- [Article]
....
Collection aList = new ArrayList(aTree);
Listing 3 |
The objective of this program is to compare the times required to search for
and find an element in each of the collections. Thus, we need a target
element to search for.
The code in Listing 4 below extracts a value near the center of the ArrayList
object using an index to find and extract the value. This is a very fast
operation on a List object. This value is saved in testVal
to be used later for test purposes.
Note that the reference to the ArrayList object was saved as type Collection
in Listing 3 above.
Note also that it was necessary to cast that reference to type List in
Listing 4 below in order to invoke the get method on the
reference. This is because the Collection interface does not
declare a method named get. Rather, the get method is added
to the List interface to define a more specialized form of collection.
Object testVal = ((List)aList).get(size/2);
Listing 4 |
The code in Listing 5 below invokes the contains method to search for
the test value in each of the collections. It uses the system clock to
measure the time required to find the element in each case. I will assume
that you understand how to use the Date class for this purpose, and
won't provide a detailed explanation.
long start = new Date().getTime(); boolean found = aList.contains(testVal); long stop = new Date().getTime(); System.out.println( found + " " + (stop - start)); start = new Date().getTime(); for(int x = 0; x < 10000; x++){ found = aTree.contains(testVal); }//end for loop stop = new Date().getTime(); System.out.println( found + " " + (stop - start));
}//end doIt()
Listing 5 |
The output from the program was:
true 171
true 30
The first line of output applies to the ArrayList object, and the
second line applies to the TreeSet object.
As we would expect, the test value was successfully found in both cases;
hence the display of true in both cases.
Time required to search ArrayList
The output indicates that approximately 171 milliseconds were required to
find the test value in the ArrayList object.
Time required to search TreeSet object
On the other hand, the time required to find the test value in the TreeSet
object was so small that it wasn't even measurable within the granularity of
the system clock (other experiments have caused me to believe that the
granularity of the system clock on this machine is at least ten milliseconds).
Hence, the original reported time required to find the test value in the TreeSet
object was zero.
....
- [Entries]
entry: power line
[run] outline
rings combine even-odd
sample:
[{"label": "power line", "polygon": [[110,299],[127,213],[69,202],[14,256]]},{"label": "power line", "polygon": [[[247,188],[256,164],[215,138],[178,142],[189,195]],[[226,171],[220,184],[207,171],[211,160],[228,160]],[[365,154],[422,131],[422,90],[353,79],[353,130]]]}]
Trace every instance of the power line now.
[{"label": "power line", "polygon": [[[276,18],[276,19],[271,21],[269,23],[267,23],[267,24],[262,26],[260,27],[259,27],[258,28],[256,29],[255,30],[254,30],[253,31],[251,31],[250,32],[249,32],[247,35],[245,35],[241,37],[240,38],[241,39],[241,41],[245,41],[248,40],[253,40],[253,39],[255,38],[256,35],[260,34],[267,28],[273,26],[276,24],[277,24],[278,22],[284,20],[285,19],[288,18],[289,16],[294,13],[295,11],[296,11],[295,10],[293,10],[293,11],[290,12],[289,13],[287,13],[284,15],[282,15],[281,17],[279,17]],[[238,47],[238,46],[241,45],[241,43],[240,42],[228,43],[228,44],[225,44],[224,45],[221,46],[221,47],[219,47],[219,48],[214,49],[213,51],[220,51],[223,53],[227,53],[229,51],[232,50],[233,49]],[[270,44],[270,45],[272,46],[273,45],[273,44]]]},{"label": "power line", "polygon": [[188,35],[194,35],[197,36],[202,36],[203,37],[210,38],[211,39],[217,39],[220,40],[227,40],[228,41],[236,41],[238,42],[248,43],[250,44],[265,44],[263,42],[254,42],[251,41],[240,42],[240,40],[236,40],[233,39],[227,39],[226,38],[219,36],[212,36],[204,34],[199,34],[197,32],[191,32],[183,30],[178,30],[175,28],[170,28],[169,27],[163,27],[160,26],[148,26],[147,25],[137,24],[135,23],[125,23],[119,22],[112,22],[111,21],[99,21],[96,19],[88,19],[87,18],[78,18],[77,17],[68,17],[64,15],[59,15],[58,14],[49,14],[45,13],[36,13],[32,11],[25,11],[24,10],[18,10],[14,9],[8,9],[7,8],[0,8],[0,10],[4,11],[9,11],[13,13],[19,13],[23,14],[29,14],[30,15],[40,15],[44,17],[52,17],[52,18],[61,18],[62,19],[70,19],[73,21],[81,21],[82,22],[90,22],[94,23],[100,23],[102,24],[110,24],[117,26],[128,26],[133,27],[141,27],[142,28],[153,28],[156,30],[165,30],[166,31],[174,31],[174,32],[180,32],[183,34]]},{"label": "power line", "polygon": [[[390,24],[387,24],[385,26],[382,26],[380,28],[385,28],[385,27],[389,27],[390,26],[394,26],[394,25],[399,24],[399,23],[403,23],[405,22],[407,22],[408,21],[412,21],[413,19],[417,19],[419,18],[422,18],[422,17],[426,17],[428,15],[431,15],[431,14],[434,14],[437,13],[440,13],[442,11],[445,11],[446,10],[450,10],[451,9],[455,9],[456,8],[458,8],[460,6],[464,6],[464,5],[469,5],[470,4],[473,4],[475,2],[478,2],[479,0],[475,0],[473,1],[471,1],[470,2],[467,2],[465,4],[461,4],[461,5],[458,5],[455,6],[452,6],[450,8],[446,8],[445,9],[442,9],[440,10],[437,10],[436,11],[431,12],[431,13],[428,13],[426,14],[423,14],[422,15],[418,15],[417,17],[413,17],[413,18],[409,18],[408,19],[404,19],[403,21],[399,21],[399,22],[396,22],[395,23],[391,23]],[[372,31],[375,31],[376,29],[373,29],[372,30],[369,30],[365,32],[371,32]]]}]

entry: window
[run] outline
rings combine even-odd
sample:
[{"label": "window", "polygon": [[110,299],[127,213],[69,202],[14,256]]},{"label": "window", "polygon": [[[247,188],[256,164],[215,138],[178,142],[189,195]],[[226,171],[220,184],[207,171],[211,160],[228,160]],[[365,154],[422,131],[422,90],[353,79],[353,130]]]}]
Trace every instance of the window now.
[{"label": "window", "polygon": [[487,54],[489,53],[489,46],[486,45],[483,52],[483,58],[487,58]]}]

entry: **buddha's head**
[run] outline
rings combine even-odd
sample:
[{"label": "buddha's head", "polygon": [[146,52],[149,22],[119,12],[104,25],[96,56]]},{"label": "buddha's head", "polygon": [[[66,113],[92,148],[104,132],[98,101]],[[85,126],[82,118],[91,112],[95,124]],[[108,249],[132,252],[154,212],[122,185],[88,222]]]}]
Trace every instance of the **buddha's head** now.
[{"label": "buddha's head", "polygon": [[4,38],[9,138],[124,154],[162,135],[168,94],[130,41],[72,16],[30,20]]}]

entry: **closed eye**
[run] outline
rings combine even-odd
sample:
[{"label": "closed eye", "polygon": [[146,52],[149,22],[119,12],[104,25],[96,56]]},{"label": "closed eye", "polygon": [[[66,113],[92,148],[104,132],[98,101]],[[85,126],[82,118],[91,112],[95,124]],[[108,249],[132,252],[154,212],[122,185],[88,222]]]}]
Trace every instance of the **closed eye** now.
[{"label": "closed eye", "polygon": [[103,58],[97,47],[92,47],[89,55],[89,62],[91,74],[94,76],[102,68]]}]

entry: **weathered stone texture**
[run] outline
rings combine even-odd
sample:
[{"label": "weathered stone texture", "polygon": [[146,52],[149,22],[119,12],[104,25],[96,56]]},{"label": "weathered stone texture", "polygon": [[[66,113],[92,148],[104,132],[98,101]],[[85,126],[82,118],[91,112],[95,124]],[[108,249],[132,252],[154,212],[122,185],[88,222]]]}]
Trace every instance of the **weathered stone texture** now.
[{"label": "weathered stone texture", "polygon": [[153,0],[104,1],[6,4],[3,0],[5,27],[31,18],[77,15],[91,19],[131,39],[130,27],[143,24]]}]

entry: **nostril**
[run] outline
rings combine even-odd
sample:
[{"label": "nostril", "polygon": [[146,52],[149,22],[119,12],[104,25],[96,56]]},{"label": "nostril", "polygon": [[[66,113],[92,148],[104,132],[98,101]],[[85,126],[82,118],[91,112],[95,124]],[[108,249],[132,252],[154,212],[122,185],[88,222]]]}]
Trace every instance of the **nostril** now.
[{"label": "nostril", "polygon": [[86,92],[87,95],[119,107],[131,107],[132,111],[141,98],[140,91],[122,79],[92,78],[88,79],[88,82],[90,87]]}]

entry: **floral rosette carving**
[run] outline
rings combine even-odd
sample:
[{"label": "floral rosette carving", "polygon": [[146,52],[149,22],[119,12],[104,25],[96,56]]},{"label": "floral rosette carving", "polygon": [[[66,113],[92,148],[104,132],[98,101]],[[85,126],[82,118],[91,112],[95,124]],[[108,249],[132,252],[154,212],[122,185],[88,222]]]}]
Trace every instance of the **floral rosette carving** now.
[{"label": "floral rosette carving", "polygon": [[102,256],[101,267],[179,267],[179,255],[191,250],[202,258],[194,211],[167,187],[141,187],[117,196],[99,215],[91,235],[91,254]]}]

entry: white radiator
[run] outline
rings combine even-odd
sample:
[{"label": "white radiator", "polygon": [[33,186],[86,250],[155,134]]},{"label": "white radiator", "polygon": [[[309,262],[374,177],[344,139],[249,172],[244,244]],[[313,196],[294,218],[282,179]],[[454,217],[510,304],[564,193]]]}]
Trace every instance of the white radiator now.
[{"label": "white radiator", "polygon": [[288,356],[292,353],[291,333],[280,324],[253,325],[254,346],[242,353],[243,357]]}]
....
- [Required work]
1. In the excerpt on Java collections, about how many milliseconds were needed to find the test value in the ArrayList object?
2. Using the excerpt on Java collections, explain why the reference had to be cast to type List before the get method could be invoked.
3. Write out the passage of the excerpt on Java collections between "Listing 5 |" and "the ArrayList object.", inclusive.

- [The answers]
1. Approximately 171 milliseconds.

2. The reference to the ArrayList object was saved as type Collection, and the Collection interface does not declare a method named get. The get method is added to the List interface, so the reference had to be cast to List to invoke it.

3.
Listing 5 |
The output from the program was:
true 171
true 30
The first line of output applies to the ArrayList object, and the
second line applies to the TreeSet object.
As we would expect, the test value was successfully found in both cases;
hence the display of true in both cases.
Time required to search ArrayList
The output indicates that approximately 171 milliseconds were required to
find the test value in the ArrayList object.